**Activity:**
Could the data underneath be repeated exactly, in full?

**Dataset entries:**
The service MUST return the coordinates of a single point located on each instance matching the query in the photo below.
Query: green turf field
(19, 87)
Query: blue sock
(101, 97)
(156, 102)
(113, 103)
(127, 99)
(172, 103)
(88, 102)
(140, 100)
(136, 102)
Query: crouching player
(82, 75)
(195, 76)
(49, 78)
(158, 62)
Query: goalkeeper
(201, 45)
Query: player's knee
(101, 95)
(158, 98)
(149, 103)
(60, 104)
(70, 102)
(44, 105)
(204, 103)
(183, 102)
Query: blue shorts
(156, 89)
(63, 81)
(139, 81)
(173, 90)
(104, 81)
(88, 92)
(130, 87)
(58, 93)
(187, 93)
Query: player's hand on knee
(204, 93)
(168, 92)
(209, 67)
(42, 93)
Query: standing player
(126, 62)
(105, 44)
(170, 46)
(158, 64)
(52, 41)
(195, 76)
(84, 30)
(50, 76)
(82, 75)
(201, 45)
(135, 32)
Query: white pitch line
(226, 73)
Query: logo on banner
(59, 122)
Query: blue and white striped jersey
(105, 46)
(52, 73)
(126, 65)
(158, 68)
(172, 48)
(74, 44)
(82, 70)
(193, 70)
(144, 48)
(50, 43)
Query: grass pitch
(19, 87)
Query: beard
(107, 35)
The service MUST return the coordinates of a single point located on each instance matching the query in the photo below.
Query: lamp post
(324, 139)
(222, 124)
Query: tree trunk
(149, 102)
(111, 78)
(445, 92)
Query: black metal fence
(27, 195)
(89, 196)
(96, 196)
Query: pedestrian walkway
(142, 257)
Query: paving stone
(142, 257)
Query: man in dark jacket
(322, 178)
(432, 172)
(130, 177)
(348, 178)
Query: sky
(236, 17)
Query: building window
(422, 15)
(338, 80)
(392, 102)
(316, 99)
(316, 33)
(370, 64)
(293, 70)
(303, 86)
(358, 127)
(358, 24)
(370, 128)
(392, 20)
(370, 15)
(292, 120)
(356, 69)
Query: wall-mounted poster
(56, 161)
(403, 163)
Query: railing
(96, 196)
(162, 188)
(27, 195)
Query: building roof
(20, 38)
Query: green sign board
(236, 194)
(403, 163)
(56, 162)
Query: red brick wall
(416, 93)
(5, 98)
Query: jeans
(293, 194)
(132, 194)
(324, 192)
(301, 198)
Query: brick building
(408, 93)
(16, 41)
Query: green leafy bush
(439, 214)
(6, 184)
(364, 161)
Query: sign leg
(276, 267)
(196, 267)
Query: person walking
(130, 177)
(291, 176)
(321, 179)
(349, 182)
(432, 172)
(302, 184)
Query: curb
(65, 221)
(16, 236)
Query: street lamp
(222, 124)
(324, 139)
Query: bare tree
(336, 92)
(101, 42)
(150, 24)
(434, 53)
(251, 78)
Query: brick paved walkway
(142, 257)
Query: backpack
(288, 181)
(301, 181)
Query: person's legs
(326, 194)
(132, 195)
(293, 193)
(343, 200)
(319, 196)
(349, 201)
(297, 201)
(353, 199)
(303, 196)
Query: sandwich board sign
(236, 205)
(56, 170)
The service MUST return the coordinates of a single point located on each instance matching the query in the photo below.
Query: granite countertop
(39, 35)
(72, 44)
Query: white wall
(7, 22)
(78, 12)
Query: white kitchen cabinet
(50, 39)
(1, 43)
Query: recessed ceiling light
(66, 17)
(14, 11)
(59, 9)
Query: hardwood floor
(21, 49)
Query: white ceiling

**Answer to the problem:**
The service MUST return the coordinates of a single point located on each instance matching the query in the photo below.
Query: green turf field
(19, 87)
Query: blue sock
(101, 97)
(156, 102)
(113, 103)
(127, 99)
(172, 103)
(88, 102)
(140, 100)
(136, 102)
Query: crouching player
(82, 75)
(195, 76)
(49, 78)
(158, 62)
Query: goalkeeper
(201, 45)
Query: player's knee
(101, 95)
(158, 98)
(149, 103)
(60, 104)
(70, 102)
(44, 105)
(204, 103)
(183, 102)
Query: blue shorts
(156, 89)
(63, 81)
(139, 81)
(173, 90)
(104, 81)
(88, 92)
(130, 87)
(58, 93)
(187, 93)
Query: player's hand on knee
(204, 93)
(168, 92)
(209, 67)
(42, 93)
Query: standing player
(126, 62)
(105, 44)
(170, 46)
(158, 64)
(52, 41)
(195, 76)
(84, 30)
(50, 76)
(82, 75)
(201, 45)
(135, 32)
Query: white pitch line
(226, 73)
Query: logo on banner
(59, 122)
Query: blue and white striped jersey
(105, 46)
(52, 73)
(126, 65)
(158, 68)
(172, 48)
(74, 44)
(82, 70)
(193, 70)
(144, 48)
(50, 43)
Query: grass pitch
(19, 87)
Query: beard
(107, 35)
The service MUST return the coordinates of a single point located on each instance matching the query in the photo below.
Query: lamp post
(324, 139)
(222, 124)
Query: tree trunk
(149, 102)
(111, 78)
(445, 92)
Query: black metal fence
(27, 195)
(89, 196)
(96, 196)
Query: pedestrian walkway
(142, 257)
Query: paving stone
(142, 257)
Query: man in dark jacket
(322, 178)
(432, 172)
(130, 177)
(348, 178)
Query: sky
(236, 17)
Query: building window
(422, 15)
(338, 80)
(392, 102)
(316, 99)
(316, 33)
(370, 64)
(293, 70)
(303, 86)
(358, 127)
(358, 24)
(370, 128)
(392, 20)
(370, 15)
(292, 120)
(356, 69)
Query: wall-mounted poster
(56, 161)
(403, 163)
Query: railing
(96, 196)
(162, 188)
(27, 195)
Query: building roof
(20, 38)
Query: green sign board
(236, 194)
(403, 163)
(56, 162)
Query: red brick wall
(416, 93)
(5, 98)
Query: jeans
(293, 194)
(132, 194)
(324, 192)
(301, 198)
Query: brick building
(408, 93)
(16, 41)
Query: green leafy bush
(439, 214)
(6, 184)
(364, 161)
Query: sign leg
(276, 267)
(196, 267)
Query: person walking
(130, 177)
(291, 176)
(321, 179)
(349, 182)
(432, 172)
(302, 184)
Query: curb
(65, 221)
(16, 236)
Query: street lamp
(222, 124)
(324, 139)
Query: bare tree
(336, 92)
(101, 42)
(150, 24)
(434, 53)
(251, 78)
Query: brick paved walkway
(142, 257)
Query: backpack
(288, 181)
(301, 181)
Query: person's legs
(326, 194)
(132, 195)
(293, 193)
(343, 200)
(319, 196)
(349, 201)
(297, 201)
(353, 199)
(303, 196)
Query: sandwich board sign
(236, 205)
(56, 170)
The service MUST return the coordinates of a single point located on each instance matching the query in the photo below.
Query: granite countertop
(39, 35)
(72, 44)
Query: white wall
(7, 22)
(78, 12)
Query: white kitchen cabinet
(50, 39)
(1, 43)
Query: recessed ceiling light
(66, 17)
(14, 11)
(59, 9)
Query: hardwood floor
(21, 49)
Query: white ceiling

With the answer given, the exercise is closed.